• [The task]: Each entry must be reproduced precisely as it stands.

• [Records for this exercise]:
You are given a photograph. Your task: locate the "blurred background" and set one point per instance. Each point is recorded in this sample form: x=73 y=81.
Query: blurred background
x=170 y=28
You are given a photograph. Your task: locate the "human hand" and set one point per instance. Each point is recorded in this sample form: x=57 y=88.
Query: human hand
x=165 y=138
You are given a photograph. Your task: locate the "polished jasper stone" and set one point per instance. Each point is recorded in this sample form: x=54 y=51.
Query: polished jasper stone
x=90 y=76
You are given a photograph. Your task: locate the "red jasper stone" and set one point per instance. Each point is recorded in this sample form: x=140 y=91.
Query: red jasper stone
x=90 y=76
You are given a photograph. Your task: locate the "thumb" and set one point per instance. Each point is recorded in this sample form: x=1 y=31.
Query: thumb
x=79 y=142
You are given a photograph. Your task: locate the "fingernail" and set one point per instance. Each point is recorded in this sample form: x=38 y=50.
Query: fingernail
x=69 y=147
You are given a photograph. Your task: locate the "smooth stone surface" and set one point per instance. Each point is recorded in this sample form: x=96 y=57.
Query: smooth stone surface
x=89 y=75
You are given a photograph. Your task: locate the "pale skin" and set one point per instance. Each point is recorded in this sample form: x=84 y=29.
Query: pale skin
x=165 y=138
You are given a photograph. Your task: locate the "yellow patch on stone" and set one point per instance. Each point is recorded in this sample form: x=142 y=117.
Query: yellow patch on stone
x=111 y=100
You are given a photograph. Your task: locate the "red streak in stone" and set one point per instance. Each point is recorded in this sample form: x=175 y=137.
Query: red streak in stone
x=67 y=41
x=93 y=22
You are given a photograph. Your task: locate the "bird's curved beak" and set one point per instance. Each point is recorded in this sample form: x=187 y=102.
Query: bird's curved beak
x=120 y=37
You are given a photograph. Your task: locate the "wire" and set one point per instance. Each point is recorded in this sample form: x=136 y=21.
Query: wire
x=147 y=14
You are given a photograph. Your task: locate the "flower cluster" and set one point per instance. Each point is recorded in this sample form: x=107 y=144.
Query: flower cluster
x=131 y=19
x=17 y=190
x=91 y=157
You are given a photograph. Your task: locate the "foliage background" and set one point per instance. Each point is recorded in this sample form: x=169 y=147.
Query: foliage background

• [The response]:
You are given a photograph. Your task: locate the "blurred background" and set one point per instance. Each point is recorded in this sample form: x=73 y=81.
Query: blurred background
x=170 y=28
You are given a photograph. Your task: locate the "human hand" and set one point per instance. Each point is recorded in this sample form: x=57 y=88.
Query: human hand
x=165 y=138
You are given a photograph. Your task: locate the "polished jasper stone" and set one point per instance. Each point is recorded in this sample form: x=54 y=51.
Query: polished jasper stone
x=90 y=76
You are given a photograph. Your task: locate the "red jasper stone" and set one point per instance. Each point is recorded in this sample form: x=140 y=91.
Query: red jasper stone
x=90 y=76
You are given a photograph. Your task: locate the "thumb" and set one point per instance. Each point is recorded in this sample form: x=1 y=31.
Query: thumb
x=79 y=142
You are given a photograph. Your task: locate the "fingernail" and set one point per instance. Each point is recorded in this sample form: x=38 y=50.
Query: fingernail
x=69 y=147
You are given a photograph. Your task: locate the "smooth stone surface" and set one point per instance. Each point is recorded in this sample form: x=96 y=57.
Query: smooth stone surface
x=89 y=75
You are given a photograph. Your task: locate the "pale skin" and set one point per instance. Each point is recorded in this sample form: x=84 y=29.
Query: pale skin
x=165 y=138
You are given a photograph. Your task: locate the "yellow patch on stone" and set one point per instance. Each point is recorded in this sample form: x=142 y=117.
Query: yellow patch on stone
x=111 y=100
You are given a photograph. Your task: locate the "red streak in stone" and set one point per instance. Each point is recorded in this sample form: x=175 y=137.
Query: red streak in stone
x=67 y=41
x=93 y=22
You are given a photograph. Your task: locate the "bird's curved beak" and set one point per instance. Each point is recorded in this sample form: x=187 y=102.
Query: bird's curved beak
x=120 y=37
You are given a photograph. Your task: locate the "wire" and set one point per instance. Each point is recorded in this sample form: x=136 y=21.
Query: wire
x=147 y=14
You are given a photograph. Your task: locate the "flower cluster" and set one point per instance. Each point is recorded in this sample form: x=107 y=144.
Query: flower cluster
x=131 y=19
x=17 y=190
x=91 y=157
You are given a photograph. Your task: locate the "foliage background" and set one point per instance. Each point is recorded in this sample form: x=169 y=147.
Query: foliage background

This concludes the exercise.